YOUR TASK:
Say how many lines in the following data hold the word "circle". Write nothing but that number.

EXERCISE INPUT:
——
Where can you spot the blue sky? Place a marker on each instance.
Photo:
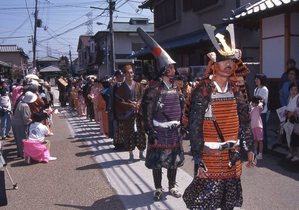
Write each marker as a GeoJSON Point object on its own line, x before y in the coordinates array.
{"type": "Point", "coordinates": [63, 21]}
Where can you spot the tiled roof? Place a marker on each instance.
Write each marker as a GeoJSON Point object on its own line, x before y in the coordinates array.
{"type": "Point", "coordinates": [50, 69]}
{"type": "Point", "coordinates": [126, 27]}
{"type": "Point", "coordinates": [146, 4]}
{"type": "Point", "coordinates": [4, 64]}
{"type": "Point", "coordinates": [260, 7]}
{"type": "Point", "coordinates": [10, 48]}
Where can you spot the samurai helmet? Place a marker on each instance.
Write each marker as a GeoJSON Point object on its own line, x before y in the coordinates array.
{"type": "Point", "coordinates": [224, 50]}
{"type": "Point", "coordinates": [162, 57]}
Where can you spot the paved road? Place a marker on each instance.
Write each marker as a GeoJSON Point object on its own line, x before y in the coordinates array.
{"type": "Point", "coordinates": [90, 175]}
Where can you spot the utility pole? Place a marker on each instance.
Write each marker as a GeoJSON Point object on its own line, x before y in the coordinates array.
{"type": "Point", "coordinates": [34, 36]}
{"type": "Point", "coordinates": [112, 54]}
{"type": "Point", "coordinates": [71, 62]}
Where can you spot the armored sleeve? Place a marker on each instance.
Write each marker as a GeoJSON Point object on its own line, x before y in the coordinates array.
{"type": "Point", "coordinates": [245, 134]}
{"type": "Point", "coordinates": [149, 104]}
{"type": "Point", "coordinates": [198, 105]}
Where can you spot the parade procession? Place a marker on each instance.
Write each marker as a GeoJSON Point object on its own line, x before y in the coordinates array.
{"type": "Point", "coordinates": [170, 105]}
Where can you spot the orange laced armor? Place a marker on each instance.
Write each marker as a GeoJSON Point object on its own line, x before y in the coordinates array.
{"type": "Point", "coordinates": [223, 109]}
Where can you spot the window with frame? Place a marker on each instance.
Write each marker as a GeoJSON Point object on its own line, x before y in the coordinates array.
{"type": "Point", "coordinates": [198, 5]}
{"type": "Point", "coordinates": [165, 13]}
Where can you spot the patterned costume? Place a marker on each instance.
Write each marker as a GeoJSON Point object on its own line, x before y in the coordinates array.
{"type": "Point", "coordinates": [130, 130]}
{"type": "Point", "coordinates": [162, 118]}
{"type": "Point", "coordinates": [218, 125]}
{"type": "Point", "coordinates": [162, 113]}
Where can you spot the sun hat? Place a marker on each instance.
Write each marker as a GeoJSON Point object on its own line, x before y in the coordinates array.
{"type": "Point", "coordinates": [29, 97]}
{"type": "Point", "coordinates": [34, 82]}
{"type": "Point", "coordinates": [144, 81]}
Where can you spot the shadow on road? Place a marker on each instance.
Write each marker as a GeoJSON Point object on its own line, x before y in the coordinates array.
{"type": "Point", "coordinates": [111, 202]}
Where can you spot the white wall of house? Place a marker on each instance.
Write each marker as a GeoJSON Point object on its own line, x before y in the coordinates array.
{"type": "Point", "coordinates": [294, 37]}
{"type": "Point", "coordinates": [273, 45]}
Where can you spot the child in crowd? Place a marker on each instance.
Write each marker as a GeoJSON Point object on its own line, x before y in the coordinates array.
{"type": "Point", "coordinates": [257, 125]}
{"type": "Point", "coordinates": [49, 110]}
{"type": "Point", "coordinates": [290, 110]}
{"type": "Point", "coordinates": [37, 133]}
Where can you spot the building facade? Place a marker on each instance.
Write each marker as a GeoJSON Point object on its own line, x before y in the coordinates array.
{"type": "Point", "coordinates": [179, 28]}
{"type": "Point", "coordinates": [86, 55]}
{"type": "Point", "coordinates": [16, 58]}
{"type": "Point", "coordinates": [126, 43]}
{"type": "Point", "coordinates": [277, 22]}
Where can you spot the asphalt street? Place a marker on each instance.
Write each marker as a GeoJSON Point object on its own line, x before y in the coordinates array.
{"type": "Point", "coordinates": [89, 174]}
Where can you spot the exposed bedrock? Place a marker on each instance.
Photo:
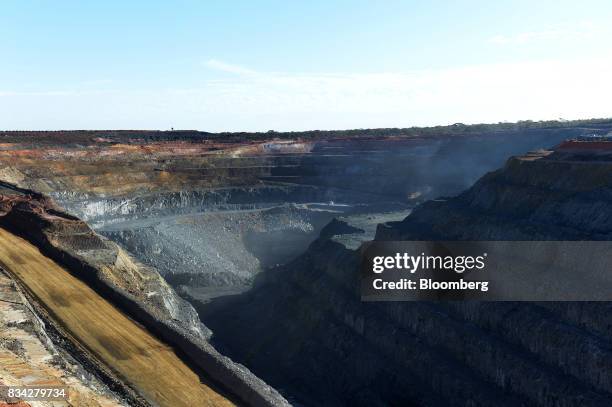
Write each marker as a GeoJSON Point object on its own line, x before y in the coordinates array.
{"type": "Point", "coordinates": [157, 199]}
{"type": "Point", "coordinates": [210, 218]}
{"type": "Point", "coordinates": [139, 291]}
{"type": "Point", "coordinates": [338, 349]}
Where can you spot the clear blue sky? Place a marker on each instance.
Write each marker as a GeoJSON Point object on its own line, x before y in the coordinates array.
{"type": "Point", "coordinates": [258, 65]}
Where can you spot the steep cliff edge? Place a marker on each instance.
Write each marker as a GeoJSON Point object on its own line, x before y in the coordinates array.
{"type": "Point", "coordinates": [441, 353]}
{"type": "Point", "coordinates": [139, 291]}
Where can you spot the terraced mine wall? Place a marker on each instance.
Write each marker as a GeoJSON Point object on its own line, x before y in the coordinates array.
{"type": "Point", "coordinates": [129, 286]}
{"type": "Point", "coordinates": [162, 198]}
{"type": "Point", "coordinates": [196, 210]}
{"type": "Point", "coordinates": [438, 353]}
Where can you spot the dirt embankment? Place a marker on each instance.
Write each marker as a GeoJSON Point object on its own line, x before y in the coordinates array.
{"type": "Point", "coordinates": [104, 284]}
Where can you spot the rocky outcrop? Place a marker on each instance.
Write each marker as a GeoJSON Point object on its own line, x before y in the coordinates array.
{"type": "Point", "coordinates": [441, 353]}
{"type": "Point", "coordinates": [137, 290]}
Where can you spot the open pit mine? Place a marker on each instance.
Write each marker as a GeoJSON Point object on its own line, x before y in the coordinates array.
{"type": "Point", "coordinates": [155, 268]}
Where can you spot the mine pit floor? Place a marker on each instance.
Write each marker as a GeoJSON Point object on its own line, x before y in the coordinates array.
{"type": "Point", "coordinates": [133, 354]}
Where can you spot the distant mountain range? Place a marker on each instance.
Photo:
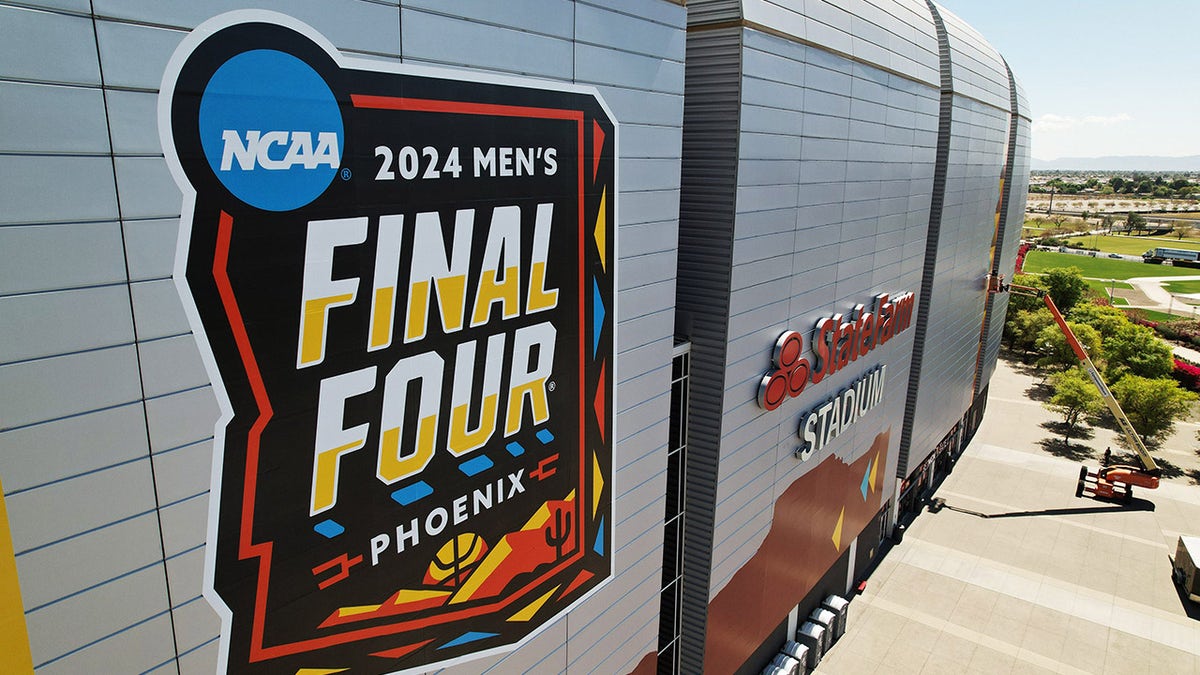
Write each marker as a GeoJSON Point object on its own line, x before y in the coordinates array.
{"type": "Point", "coordinates": [1117, 163]}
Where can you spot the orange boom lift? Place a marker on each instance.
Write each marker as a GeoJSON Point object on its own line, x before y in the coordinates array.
{"type": "Point", "coordinates": [1108, 482]}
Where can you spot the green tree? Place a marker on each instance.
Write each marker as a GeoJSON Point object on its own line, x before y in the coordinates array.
{"type": "Point", "coordinates": [1135, 222]}
{"type": "Point", "coordinates": [1135, 350]}
{"type": "Point", "coordinates": [1074, 396]}
{"type": "Point", "coordinates": [1104, 318]}
{"type": "Point", "coordinates": [1066, 286]}
{"type": "Point", "coordinates": [1056, 352]}
{"type": "Point", "coordinates": [1152, 405]}
{"type": "Point", "coordinates": [1021, 330]}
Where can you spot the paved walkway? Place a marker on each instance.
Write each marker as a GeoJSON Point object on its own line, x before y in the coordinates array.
{"type": "Point", "coordinates": [1018, 575]}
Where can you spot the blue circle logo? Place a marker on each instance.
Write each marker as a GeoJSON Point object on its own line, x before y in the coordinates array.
{"type": "Point", "coordinates": [271, 130]}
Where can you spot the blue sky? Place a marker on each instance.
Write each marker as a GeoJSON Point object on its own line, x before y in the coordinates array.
{"type": "Point", "coordinates": [1102, 77]}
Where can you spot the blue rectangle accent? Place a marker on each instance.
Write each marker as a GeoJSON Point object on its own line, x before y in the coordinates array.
{"type": "Point", "coordinates": [477, 465]}
{"type": "Point", "coordinates": [468, 638]}
{"type": "Point", "coordinates": [413, 493]}
{"type": "Point", "coordinates": [329, 529]}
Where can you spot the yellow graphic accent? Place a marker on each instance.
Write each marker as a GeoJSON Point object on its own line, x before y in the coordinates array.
{"type": "Point", "coordinates": [501, 553]}
{"type": "Point", "coordinates": [837, 530]}
{"type": "Point", "coordinates": [359, 609]}
{"type": "Point", "coordinates": [507, 291]}
{"type": "Point", "coordinates": [451, 297]}
{"type": "Point", "coordinates": [456, 556]}
{"type": "Point", "coordinates": [597, 484]}
{"type": "Point", "coordinates": [418, 310]}
{"type": "Point", "coordinates": [15, 655]}
{"type": "Point", "coordinates": [462, 441]}
{"type": "Point", "coordinates": [391, 466]}
{"type": "Point", "coordinates": [325, 483]}
{"type": "Point", "coordinates": [532, 608]}
{"type": "Point", "coordinates": [875, 470]}
{"type": "Point", "coordinates": [601, 223]}
{"type": "Point", "coordinates": [540, 298]}
{"type": "Point", "coordinates": [381, 323]}
{"type": "Point", "coordinates": [408, 596]}
{"type": "Point", "coordinates": [312, 346]}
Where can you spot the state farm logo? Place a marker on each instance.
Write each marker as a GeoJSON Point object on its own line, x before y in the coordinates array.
{"type": "Point", "coordinates": [837, 342]}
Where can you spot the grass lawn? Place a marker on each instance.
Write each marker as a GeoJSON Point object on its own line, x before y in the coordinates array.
{"type": "Point", "coordinates": [1103, 286]}
{"type": "Point", "coordinates": [1133, 245]}
{"type": "Point", "coordinates": [1183, 286]}
{"type": "Point", "coordinates": [1151, 315]}
{"type": "Point", "coordinates": [1037, 262]}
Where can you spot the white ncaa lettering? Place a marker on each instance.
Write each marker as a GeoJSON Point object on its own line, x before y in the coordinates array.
{"type": "Point", "coordinates": [256, 149]}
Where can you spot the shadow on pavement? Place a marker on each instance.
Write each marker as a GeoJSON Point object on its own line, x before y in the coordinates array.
{"type": "Point", "coordinates": [1189, 607]}
{"type": "Point", "coordinates": [1135, 505]}
{"type": "Point", "coordinates": [1059, 448]}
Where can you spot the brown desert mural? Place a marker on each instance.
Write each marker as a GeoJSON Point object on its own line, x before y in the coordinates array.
{"type": "Point", "coordinates": [814, 521]}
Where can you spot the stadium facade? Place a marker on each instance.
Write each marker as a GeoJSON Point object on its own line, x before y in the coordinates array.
{"type": "Point", "coordinates": [483, 336]}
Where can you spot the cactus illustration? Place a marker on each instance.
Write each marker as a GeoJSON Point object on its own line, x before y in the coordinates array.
{"type": "Point", "coordinates": [557, 535]}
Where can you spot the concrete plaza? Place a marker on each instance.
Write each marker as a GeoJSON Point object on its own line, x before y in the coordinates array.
{"type": "Point", "coordinates": [1015, 574]}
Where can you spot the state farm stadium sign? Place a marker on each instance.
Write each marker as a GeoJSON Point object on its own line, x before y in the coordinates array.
{"type": "Point", "coordinates": [838, 341]}
{"type": "Point", "coordinates": [402, 281]}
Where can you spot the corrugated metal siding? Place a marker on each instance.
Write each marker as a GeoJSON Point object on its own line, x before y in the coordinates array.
{"type": "Point", "coordinates": [937, 205]}
{"type": "Point", "coordinates": [707, 12]}
{"type": "Point", "coordinates": [706, 249]}
{"type": "Point", "coordinates": [107, 432]}
{"type": "Point", "coordinates": [1006, 254]}
{"type": "Point", "coordinates": [949, 342]}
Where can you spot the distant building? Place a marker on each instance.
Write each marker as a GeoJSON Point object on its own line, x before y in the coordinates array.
{"type": "Point", "coordinates": [502, 338]}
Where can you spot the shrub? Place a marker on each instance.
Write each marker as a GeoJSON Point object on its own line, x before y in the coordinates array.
{"type": "Point", "coordinates": [1187, 375]}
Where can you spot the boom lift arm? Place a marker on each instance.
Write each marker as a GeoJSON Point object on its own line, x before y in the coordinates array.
{"type": "Point", "coordinates": [1105, 481]}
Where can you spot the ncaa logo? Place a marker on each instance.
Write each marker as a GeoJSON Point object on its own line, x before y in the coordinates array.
{"type": "Point", "coordinates": [271, 156]}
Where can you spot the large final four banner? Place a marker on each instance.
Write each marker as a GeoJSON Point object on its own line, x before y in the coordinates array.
{"type": "Point", "coordinates": [402, 281]}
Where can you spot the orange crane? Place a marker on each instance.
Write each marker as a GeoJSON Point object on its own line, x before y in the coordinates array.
{"type": "Point", "coordinates": [1108, 482]}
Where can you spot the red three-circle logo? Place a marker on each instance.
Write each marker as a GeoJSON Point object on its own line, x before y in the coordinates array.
{"type": "Point", "coordinates": [791, 374]}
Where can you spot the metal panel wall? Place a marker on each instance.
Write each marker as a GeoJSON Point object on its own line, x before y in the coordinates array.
{"type": "Point", "coordinates": [106, 432]}
{"type": "Point", "coordinates": [958, 256]}
{"type": "Point", "coordinates": [706, 214]}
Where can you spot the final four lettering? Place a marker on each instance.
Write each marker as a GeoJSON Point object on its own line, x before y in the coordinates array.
{"type": "Point", "coordinates": [441, 272]}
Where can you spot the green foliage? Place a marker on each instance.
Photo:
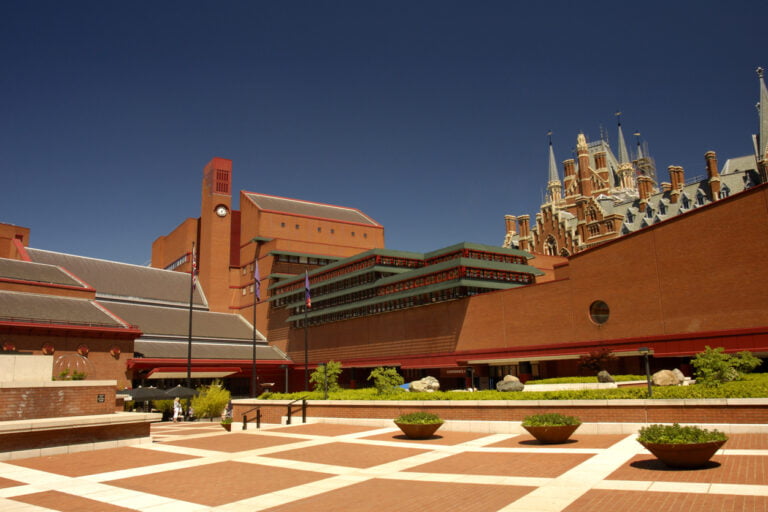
——
WRITTEN ANSWER:
2